(Passage):
»»
Sat Jan 7, 2023, 12:13 PM
Jan 2023

It has always been the "democratic" party. Assholes say democrat party because the "crat" rhymes with "rat". Its an epithet created by our opponents.

It pisses me off every time I hear the term ""democrat" party. And when a democrat slips up and says it, it is particularly unnerving to me.

Saying democrat party instead of democratic party is like saying republic party instead of republican party.

newdayneeded

(1,955 posts)
16. Democrat
Fri Jan 6, 2023, 10:58 AM
Jan 2023

has been used well before Limbaugh. I remember my dad telling me he and my mom sided with the democrat party when I was like 9. 45 years ago.

rurallib

(62,411 posts)
39. My understanding is that Joe McCarthy came up with it during his
Fri Jan 6, 2023, 11:34 AM
Jan 2023

red scare days.

His pronunciation had the emphasis on the RAT syllable

EYESORE 9001

(25,932 posts)
7. If you just don't get it now, will you ever get it?
Fri Jan 6, 2023, 10:52 AM
Jan 2023

This is a threshold moment. Take a step toward understanding the viewpoint of millions of Democratic Americans who don’t like RW troll droppings cast their way. If attention is what you crave, then please proceed. Is it true that negative attention is better than none?

newdayneeded

(1,955 posts)
22. ?
Fri Jan 6, 2023, 11:01 AM
Jan 2023

Demonrat, libtard, democraps, etc are all names I hate they say.......but, Democrat? I'll never lose sleep over this.
««
(Record set):
»»
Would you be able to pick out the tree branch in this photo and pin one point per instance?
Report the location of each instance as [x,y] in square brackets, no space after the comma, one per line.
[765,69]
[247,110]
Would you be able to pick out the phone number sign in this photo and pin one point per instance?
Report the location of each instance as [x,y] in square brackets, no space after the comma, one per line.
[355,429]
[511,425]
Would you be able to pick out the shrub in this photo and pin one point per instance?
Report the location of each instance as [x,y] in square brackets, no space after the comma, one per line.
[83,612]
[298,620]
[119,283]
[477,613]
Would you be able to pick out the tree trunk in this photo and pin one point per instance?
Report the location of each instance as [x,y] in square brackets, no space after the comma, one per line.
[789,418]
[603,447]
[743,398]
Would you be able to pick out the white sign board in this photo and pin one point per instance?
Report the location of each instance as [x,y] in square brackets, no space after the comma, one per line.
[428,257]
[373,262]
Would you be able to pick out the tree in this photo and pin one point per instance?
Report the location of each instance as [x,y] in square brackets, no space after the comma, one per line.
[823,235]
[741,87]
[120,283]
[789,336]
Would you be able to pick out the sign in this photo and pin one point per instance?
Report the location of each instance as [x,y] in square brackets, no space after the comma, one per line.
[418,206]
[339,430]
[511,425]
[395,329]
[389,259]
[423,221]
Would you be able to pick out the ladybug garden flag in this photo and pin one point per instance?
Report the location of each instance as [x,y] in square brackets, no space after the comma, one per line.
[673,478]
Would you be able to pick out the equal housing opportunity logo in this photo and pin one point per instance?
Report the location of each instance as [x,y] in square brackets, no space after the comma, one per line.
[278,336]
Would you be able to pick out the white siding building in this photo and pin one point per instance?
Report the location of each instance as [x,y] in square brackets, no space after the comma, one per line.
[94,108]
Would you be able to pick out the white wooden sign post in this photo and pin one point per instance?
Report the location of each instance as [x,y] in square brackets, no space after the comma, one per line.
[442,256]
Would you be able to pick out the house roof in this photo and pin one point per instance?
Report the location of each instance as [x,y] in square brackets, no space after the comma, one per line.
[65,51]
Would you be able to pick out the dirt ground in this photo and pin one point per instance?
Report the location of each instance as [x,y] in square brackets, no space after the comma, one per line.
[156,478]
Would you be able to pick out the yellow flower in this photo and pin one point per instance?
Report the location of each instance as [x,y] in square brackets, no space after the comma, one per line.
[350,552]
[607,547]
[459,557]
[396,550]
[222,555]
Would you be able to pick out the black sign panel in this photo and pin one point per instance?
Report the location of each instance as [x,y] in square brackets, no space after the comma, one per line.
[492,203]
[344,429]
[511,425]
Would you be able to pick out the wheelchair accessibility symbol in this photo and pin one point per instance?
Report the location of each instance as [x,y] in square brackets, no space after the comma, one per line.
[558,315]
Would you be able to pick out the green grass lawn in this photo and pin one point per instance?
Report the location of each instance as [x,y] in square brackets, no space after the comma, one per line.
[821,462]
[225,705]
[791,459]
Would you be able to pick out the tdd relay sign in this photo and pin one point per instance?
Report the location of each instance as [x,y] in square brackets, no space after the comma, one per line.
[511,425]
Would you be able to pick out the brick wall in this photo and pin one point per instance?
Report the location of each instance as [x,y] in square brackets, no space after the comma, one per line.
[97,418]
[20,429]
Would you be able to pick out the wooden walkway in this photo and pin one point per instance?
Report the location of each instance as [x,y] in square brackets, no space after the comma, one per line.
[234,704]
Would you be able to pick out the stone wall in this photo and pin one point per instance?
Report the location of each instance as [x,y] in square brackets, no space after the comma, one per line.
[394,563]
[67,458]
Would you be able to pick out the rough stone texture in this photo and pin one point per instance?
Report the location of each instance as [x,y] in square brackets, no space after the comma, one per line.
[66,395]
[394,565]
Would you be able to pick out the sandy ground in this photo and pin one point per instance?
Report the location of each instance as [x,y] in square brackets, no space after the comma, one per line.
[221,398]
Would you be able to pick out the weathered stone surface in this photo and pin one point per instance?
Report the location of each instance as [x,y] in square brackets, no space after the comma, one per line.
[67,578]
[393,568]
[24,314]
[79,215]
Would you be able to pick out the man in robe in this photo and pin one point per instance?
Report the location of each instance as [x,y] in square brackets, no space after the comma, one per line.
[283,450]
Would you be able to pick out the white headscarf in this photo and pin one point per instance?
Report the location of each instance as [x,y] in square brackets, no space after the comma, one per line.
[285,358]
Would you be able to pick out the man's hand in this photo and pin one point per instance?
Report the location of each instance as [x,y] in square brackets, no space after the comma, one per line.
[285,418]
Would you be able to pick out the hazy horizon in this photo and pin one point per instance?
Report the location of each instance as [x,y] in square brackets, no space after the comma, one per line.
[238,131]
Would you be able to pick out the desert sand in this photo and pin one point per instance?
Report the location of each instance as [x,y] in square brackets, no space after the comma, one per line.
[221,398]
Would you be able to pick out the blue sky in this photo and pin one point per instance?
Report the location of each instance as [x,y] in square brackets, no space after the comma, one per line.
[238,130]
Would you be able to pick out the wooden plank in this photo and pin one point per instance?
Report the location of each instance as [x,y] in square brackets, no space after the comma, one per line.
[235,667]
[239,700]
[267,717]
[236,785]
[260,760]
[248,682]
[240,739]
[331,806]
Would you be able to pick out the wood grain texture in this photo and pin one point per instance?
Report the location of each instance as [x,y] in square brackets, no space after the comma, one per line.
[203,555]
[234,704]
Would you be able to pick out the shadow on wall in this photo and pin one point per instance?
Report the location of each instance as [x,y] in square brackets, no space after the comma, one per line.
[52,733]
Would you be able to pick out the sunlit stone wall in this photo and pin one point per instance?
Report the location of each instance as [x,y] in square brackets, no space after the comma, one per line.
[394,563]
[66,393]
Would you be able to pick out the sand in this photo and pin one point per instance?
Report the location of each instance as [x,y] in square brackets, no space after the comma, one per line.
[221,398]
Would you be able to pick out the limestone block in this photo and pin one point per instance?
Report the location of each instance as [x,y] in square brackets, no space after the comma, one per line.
««
(Directions):
1. Count the lines of the records that contain the string "texture" and reply with only that number.
2. Write the next part of the forum thread about the phrase "Democrat party," starting right after its final post.

(Exercise answers):
1. 2

2.
newdayneeded

(1,955 posts)
31. That's my point!
Fri Jan 6, 2023, 11:11 AM
Jan 2023

This is what makes people fume? Why let something like this bother you?

As evidenced by this thread, there are people that genuinely lose sleep over this.

The Packers are referred to as the Pack, the Buccaneers are referred to as the Bucs, The Patriots are referred to as the Pats. Zero of those fan bases would be outraged over that.

EYESORE 9001

(25,932 posts)
33. It's a political board. People take it seriously.
Fri Jan 6, 2023, 11:19 AM
Jan 2023

Keep on chooglin’ if you can’t help it. For all your concern bout people’s emotional wellbeing, you seem hellbent on arguing what you obviously perceive as a sore point among people. There’s a name for behavior like that…it escapes me…droll? Casserole? Cajole?

jcgoldie

(11,631 posts)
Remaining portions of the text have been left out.